(Point placement records)

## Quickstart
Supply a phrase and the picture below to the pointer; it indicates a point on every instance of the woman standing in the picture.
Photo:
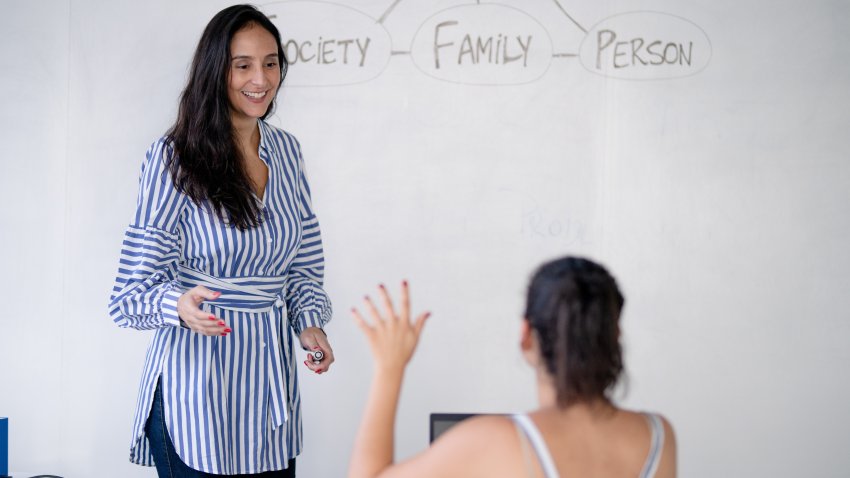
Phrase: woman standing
(223, 260)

GIVEN TASK
Reproduce the records above verbatim, line for line, leaving out the pictures.

EXERCISE ANSWER
## Quickstart
Supply a phrase and the picture below to the pointer; it indicates a point on every instance of the woman standing in the picture.
Photo:
Phrase: woman standing
(223, 260)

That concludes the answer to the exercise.